──────── DOCUMENT EXTRACT ────────
Tagged: branding

5 Tips When Using Twitter for Business

TwitterforBizAs we have seen many times, using Twitter for your business can be a very useful tool or a headache waiting to happen. But rather than focusing on all the ways Twitter can sink your ship, I’d like to discuss 5 Twitter strategies you can begin using right now to increase your ROIoT (Return On Investment of Time).

1. Recalibrate your expectations

If you run a B2B company and you’re launching a new social media initiative in hopes of attracting 10,000 new followers during your two-week campaign, you’re most likely in for a world of disappointment. Simply put…it jus’ don’t work that way. Sure, Cinderella stories of a company’s Tweets going viral and skyrocketing their business do exist, but they are extremely rare and almost impossible to contrive. I once heard Twitter described as farming, rather than hunting. I thought this analogy was simple and perfect. Building a following is a slow process that takes time and effort. So whether you’re thinking about signing up or have been Tweeting for a while, make sure your expectations are reasonable.
──────── PROVIDED MATERIAL ────────
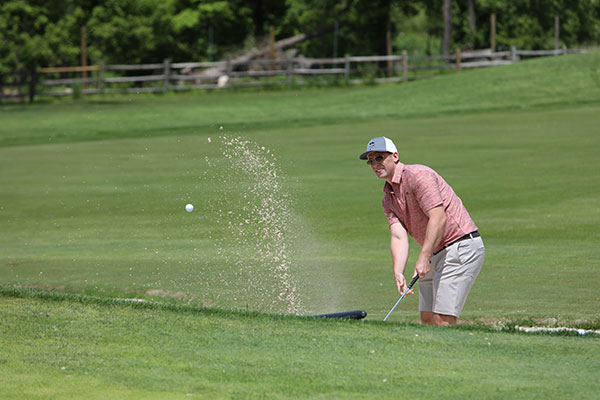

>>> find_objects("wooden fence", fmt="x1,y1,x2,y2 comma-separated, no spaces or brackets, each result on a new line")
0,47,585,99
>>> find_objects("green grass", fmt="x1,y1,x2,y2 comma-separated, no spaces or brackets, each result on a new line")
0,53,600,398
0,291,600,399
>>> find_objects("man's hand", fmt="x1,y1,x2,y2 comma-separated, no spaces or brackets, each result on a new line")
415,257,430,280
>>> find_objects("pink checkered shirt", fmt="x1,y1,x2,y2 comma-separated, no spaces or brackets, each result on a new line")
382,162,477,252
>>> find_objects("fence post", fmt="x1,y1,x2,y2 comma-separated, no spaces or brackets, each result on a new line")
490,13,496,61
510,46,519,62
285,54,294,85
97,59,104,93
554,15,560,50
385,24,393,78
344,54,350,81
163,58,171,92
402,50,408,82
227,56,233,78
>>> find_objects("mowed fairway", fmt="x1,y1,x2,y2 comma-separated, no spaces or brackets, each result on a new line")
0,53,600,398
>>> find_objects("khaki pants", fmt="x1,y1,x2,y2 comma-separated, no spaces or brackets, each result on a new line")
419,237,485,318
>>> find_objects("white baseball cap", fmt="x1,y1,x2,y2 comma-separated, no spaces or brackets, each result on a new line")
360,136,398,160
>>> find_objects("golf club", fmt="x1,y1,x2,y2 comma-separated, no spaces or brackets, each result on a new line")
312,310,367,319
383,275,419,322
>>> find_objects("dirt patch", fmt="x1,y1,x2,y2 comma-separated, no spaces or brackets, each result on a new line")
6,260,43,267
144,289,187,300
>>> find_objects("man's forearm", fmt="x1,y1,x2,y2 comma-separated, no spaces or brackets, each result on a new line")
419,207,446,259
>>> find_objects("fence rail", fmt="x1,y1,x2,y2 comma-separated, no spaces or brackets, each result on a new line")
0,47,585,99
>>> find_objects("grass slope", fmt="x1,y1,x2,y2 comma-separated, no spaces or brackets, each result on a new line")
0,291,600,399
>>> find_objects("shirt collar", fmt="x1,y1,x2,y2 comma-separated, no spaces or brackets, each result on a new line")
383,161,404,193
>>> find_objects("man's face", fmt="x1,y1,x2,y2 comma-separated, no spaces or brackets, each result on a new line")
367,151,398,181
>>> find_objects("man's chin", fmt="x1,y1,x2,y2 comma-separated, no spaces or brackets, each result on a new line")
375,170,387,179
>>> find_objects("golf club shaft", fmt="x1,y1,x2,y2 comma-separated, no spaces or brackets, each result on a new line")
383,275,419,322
────────
YOUR OBJECTIVE:
Write the next part of the article on tips for using Twitter for business, starting right after its last sentence.

RESPONSE:
2. Loosen up

Are you a stuffy person? Does your business have personality? If you had no bias regarding your own products or services, would you find them intriguing or interesting? These are all questions you should think about when developing your Twitter strategy. Successful businesses on Twitter provide value to their users. This can be in the form of sharing compelling news or information, contributing humor, or providing insights into products customers care about. If your business doesn’t have broad consumer appeal and you get too wrapped up in coming across as unprofessional, you might not find a lot of success on Twitter. It’s important to give your business personality or if you’re the CEO, you can even Tweet as yourself on behalf of your business. And when developing your voice, make sure you don’t come across as stuffy. If LinkedIn is your white, starched shirt, Twitter should be your Hawaiian party shirt.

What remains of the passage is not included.